## Document extract
□ □ □ □

I took a look inside Clawdbot (aka Moltbot) architecture and how it handles agent executions, tool use, browser automation, etc. There are many lessons to learn for AI engineers.

Learning how Clawdbot works under the hood allows a better understanding of the system and its capabilities, and most importantly, what it’s GOOD at and BAD at.

This started as a personal curiosity about how Clawdbot handles its memory and how reliable it is. In this article I’ll go through the surface-level of how Clawdbot works.

What Clawdbot Actually Is

So everybody knows Clawdbot is a personal assistant you can run locally or through model APIs and access as easy as on your phone. But what is it really?

At its core, Clawdbot is a TypeScript CLI application.

It’s not Python, Next.js, or a web app.

It’s a process that:

• Runs on your machine and exposes a gateway server to handle all channel connections (telegram, whatsapp, slack, etc.)
• Makes calls to LLM APIs (Anthropic, OpenAI, local, etc.)

□ □ □ □

## Provided records
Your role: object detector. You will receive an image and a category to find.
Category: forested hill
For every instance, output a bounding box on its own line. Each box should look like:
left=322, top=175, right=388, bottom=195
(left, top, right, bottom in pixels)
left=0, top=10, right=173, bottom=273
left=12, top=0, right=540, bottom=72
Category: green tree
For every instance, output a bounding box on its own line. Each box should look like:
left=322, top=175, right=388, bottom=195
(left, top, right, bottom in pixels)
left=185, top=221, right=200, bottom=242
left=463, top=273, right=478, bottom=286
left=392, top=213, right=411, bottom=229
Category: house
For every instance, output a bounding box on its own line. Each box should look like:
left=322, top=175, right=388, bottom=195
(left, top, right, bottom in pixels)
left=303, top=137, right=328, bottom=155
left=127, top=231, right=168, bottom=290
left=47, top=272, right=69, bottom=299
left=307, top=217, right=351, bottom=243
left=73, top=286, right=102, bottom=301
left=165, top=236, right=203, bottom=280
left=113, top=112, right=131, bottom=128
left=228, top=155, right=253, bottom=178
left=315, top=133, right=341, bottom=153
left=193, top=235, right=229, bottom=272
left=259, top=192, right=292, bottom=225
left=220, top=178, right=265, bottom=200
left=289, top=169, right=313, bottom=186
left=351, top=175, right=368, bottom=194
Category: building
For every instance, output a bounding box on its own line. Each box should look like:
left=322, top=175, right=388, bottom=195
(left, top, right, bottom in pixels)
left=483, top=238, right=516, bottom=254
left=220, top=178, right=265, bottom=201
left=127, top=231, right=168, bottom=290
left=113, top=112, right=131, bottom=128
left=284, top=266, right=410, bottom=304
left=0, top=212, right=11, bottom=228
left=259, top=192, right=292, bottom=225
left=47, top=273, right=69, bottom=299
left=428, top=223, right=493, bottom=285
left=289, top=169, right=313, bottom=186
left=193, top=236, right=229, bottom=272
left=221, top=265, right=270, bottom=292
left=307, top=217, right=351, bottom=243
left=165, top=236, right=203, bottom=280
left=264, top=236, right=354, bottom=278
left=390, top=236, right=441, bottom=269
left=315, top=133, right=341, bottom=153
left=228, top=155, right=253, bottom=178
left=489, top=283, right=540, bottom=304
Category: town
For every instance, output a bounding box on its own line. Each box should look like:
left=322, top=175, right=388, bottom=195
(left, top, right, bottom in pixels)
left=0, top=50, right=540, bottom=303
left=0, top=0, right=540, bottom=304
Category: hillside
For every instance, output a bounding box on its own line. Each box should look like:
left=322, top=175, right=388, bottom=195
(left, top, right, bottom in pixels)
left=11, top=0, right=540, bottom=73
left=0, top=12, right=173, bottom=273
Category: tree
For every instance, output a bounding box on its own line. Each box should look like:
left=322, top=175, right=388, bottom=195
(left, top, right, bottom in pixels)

□ □ □ □

## Complete the following
• 1. In the article on Clawdbot's architecture, rewrite the paragraph starting "This started as a personal curiosity" as one shorter sentence that keeps its main facts.
• 2. Carry on the article on Clawdbot's architecture, picking up after its final bullet point.

## Response list
• 1. Prompted by curiosity about how Clawdbot handles its memory and how reliable it is, the article gives a surface-level look at how Clawdbot works.

• 2.
• Executes tools locally
• And does whatever you want on your computer

The Architecture

To explain the architecture more simply, here’s what happens when you message Clawdbot on a messenger:

1. Channel Adapter

A Channel Adapter takes your message and processes it (normalize, extract attachments). Different messengers and input streams have their dedicated adapters.

2. Gateway Server

The Gateway Server is the task/session coordinator. It takes your message and passes it to the right session. This is the heart of Clawdbot. It handles multiple overlapping requests.

To serialize operations, Clawdbot uses a lane-based command queue. A session has its own dedicated lane, and low-risk parallelizable tasks can run in parallel lanes (cron jobs).

This is in contrast to using async/await spaghetti. Over-parallelization hurts reliability and brings out a huge swarm of debugging nightmares.

Default to Serial, go for Parallel explicitly.

If you’ve worked with agents you’ve already realized this to some extent. This is also the insight from Cognition’s “Don’t Build Multi-Agents” blog post. A simple async setup per agent will leave you with a dump of interleaved garbage. Logs will be unreadable, and if they share states, race conditions will be a constant fear you must account for in development.

Lane is an abstraction over queues where serialization is the default architecture instead of an afterthought. As a developer, you write code naturally, and the queue handles the race conditions for you.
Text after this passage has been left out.